*** EXTRACT PROVIDED

Using the 2022 numbers, AWS had ~80 BN of net sales and 22.8 BN in operating income. Their operating margins were 28.5%. AWS growth rates have been impressive, but in the MRQ margins are contracting and growth is decelerating. Let’s assume a EV/Sales of 8 for this business unit. That would give us a value of 80x8= ~$640Bn.
AWS has more than doubled since 2019.
Using the 2022 numbers, 3P had a revenue of $117.7Bn. Comparing this business segment to Etsy with 5 EV/S and eBay with 2.5 EV/S, we’ll assume a multiple in between of 3.5.
117.7x3.5 = $411.95Bn
3P has doubled since 2019.
Ads had a revenue of $37.7Bn in 2022. Comparing the ads business to Google, we can assume a 5x EV/sales. 37.7x5= $188.5Bn.
Ads revenue have trippled since 2019.
Subs were $35.2Bn in 2022. Comparing this segment to Netflix, which currently has an EV/sales of 5.1.
Online store, physical store, and other
Combining these last 3 segments, from the 2022 numbers, we get: 220+18.9+4.2= $243.1 BN. Walmart has an EV/sales of 0.8. Let’s use the same. $194.5Bn
640 + 411.95 + 188.5 + 176 + 194.5 = $1,610.95 Billion enterprise value
Current enterprise value: $1.160 Billion
Suggesting a 38.9% upside in Amazon.
It’s unrealistic to believe that these businesses would be able to spin out without losing their competitive advantages, but a sum-of-all-parts analysis is a good way of getting an overview of the value of the business.
Amazon is currently trading at a PS of ~2. Historically this has been a great entry into Amazon. The last time was in 2014/2015.
The same goes for PB, which is near an all-time low at 7.4
We know that Amazon has invested heavily in its own infrastructure in the post-pandemic environment. They made some miscalculations in terms of over-investing and over-hiring. Still, the investments made will benefit Amazon in the years to come and solidify its competitive advantage by increasing the barriers to entry for competitors and increasing its reach and speed to customers in all their business segments. In my opinion, this will eventually benefit Amazon’s bottom line.
If Amazon were to cut back on R&D and go into “Cash cow mode” the business would be worth a lot more than it is today. Their TTM R&D spend is $78BN. Imagine if they cut back on this to maximize profits. They would have an FCF yield of ~7%.
Amazon is still optimizing for growth by continuing to invest in new growth initiatives. This is a cost and tax-efficient strategy for the company and its shareholders, especially if the return on their investments is great like they have been in the past.

******

• WHAT YOU WILL DO:
(1) For each statement, say yes or no depending on whether the Amazon valuation text supports it, and quote the words from the text that decide it.
(a) AWS had operating margins of 28.5% in 2022.
(b) The 3P segment is compared to Etsy and Walmart.
(c) Amazon's TTM R&D spend is $78BN.
(2) Copy word for word the part of the Amazon valuation text that opens with the words containing "AWS has more" and closes with "upside in Amazon.".
Work only from the Amazon valuation text.

*** INFORMATION GIVEN

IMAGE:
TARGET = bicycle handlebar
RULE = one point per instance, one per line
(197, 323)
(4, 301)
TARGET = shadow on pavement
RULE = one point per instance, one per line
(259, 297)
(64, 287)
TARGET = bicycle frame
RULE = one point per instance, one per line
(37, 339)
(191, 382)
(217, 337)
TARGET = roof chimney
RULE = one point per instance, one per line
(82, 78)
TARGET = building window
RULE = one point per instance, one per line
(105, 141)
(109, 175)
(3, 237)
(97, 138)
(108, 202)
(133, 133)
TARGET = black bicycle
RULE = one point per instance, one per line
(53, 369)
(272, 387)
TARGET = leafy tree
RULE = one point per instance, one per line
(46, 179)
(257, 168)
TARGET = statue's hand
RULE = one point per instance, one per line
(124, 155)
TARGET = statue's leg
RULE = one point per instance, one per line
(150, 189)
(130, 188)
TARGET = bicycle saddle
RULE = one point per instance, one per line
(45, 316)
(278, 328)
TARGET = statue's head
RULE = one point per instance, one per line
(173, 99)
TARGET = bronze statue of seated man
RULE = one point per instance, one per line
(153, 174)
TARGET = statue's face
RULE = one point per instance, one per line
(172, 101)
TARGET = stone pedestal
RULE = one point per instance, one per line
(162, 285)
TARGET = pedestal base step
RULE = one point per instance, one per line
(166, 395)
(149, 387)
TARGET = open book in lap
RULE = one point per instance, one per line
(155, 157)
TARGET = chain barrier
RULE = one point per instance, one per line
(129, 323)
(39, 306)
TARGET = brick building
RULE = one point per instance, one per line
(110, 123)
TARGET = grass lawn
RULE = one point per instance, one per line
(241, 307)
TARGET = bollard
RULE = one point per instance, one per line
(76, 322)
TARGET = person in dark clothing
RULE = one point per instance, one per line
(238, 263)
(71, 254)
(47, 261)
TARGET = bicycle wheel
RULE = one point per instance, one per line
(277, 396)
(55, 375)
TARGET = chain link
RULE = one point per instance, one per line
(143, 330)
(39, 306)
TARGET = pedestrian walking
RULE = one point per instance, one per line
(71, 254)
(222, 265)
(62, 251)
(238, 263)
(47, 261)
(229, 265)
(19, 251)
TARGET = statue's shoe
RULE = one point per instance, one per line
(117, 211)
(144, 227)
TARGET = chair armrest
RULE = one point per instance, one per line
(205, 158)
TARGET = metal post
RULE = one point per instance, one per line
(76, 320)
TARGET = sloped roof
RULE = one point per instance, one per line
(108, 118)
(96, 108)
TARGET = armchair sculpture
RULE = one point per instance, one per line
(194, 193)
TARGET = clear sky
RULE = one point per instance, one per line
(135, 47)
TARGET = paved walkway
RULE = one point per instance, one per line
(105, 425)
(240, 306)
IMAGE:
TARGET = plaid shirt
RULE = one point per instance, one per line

******

• ANSWERS TO THE EXERCISES:
(1)
(a) Yes: "Their operating margins were 28.5%."
(b) No: "Comparing this business segment to Etsy with 5 EV/S and eBay with 2.5 EV/S"
(c) Yes: "Their TTM R&D spend is $78BN."

(2)
AWS has more than doubled since 2019.
Using the 2022 numbers, 3P had a revenue of $117.7Bn. Comparing this business segment to Etsy with 5 EV/S and eBay with 2.5 EV/S, we’ll assume a multiple in between of 3.5.
117.7x3.5 = $411.95Bn
3P has doubled since 2019.
Ads had a revenue of $37.7Bn in 2022. Comparing the ads business to Google, we can assume a 5x EV/sales. 37.7x5= $188.5Bn.
Ads revenue have trippled since 2019.
Subs were $35.2Bn in 2022. Comparing this segment to Netflix, which currently has an EV/sales of 5.1.
Online store, physical store, and other
Combining these last 3 segments, from the 2022 numbers, we get: 220+18.9+4.2= $243.1 BN. Walmart has an EV/sales of 0.8. Let’s use the same. $194.5Bn
640 + 411.95 + 188.5 + 176 + 194.5 = $1,610.95 Billion enterprise value
Current enterprise value: $1.160 Billion
Suggesting a 38.9% upside in Amazon.